Recorded data section start
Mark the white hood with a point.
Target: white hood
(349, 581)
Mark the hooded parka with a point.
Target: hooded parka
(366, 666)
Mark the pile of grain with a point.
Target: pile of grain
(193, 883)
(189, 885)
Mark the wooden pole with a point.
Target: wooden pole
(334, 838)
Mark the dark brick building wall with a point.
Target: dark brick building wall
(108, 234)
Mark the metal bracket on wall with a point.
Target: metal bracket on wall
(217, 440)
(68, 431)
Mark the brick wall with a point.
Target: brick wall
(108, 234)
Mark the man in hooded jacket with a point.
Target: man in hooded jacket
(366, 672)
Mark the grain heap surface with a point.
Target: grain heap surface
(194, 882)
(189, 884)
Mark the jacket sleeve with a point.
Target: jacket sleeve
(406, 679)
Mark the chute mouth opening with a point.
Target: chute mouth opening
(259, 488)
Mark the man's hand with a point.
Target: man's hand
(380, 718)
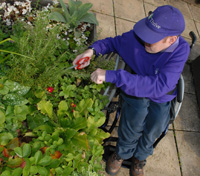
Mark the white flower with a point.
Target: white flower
(58, 37)
(17, 3)
(6, 13)
(24, 11)
(10, 8)
(8, 22)
(2, 5)
(29, 23)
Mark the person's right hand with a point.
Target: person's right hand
(87, 53)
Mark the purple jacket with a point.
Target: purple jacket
(156, 74)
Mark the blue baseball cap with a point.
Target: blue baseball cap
(164, 21)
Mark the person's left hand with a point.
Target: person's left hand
(98, 76)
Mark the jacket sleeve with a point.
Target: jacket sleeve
(153, 86)
(110, 44)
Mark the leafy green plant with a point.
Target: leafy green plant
(75, 14)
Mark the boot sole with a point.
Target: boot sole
(111, 173)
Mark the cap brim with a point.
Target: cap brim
(145, 33)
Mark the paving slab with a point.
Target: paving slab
(106, 28)
(156, 2)
(123, 26)
(101, 6)
(164, 161)
(188, 118)
(132, 10)
(189, 151)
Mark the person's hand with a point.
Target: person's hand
(87, 53)
(98, 76)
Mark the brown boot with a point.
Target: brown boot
(113, 164)
(137, 167)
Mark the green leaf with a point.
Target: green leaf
(69, 133)
(26, 150)
(14, 99)
(73, 6)
(54, 163)
(34, 169)
(79, 123)
(18, 151)
(56, 16)
(13, 144)
(46, 107)
(26, 169)
(68, 91)
(90, 18)
(46, 128)
(83, 9)
(65, 10)
(43, 171)
(45, 161)
(14, 162)
(62, 108)
(21, 111)
(38, 157)
(5, 138)
(6, 173)
(17, 172)
(17, 88)
(4, 89)
(84, 104)
(81, 141)
(2, 117)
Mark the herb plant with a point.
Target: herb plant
(75, 14)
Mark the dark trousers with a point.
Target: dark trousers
(142, 121)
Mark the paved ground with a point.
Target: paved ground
(178, 154)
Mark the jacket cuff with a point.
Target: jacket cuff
(111, 76)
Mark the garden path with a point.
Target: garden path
(178, 154)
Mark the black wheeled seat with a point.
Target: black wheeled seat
(115, 107)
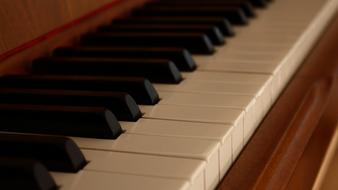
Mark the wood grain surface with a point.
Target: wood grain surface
(32, 28)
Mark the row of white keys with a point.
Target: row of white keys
(231, 90)
(171, 140)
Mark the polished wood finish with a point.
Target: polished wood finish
(289, 145)
(33, 28)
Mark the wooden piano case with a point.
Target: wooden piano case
(288, 147)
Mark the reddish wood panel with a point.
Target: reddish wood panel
(281, 147)
(60, 31)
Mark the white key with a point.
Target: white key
(201, 149)
(227, 77)
(192, 170)
(219, 132)
(89, 180)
Recorded data section end
_What the task requires_
With the pictures omitted, copy the entries above exactly from the line containing "Mark the paved ground with a point." through the line containing "Mark the wood grain surface with a point.", both lines included.

_Solution to this exercise_
Mark the paved ground with a point.
Target: paved ground
(178, 154)
Mark the jacket cuff with a point.
Target: jacket cuff
(111, 76)
Mark the garden path with a point.
Target: garden path
(178, 154)
Mark the black wheeled seat with a point.
Target: black wheeled seat
(115, 107)
Mark the wood grain surface with a point.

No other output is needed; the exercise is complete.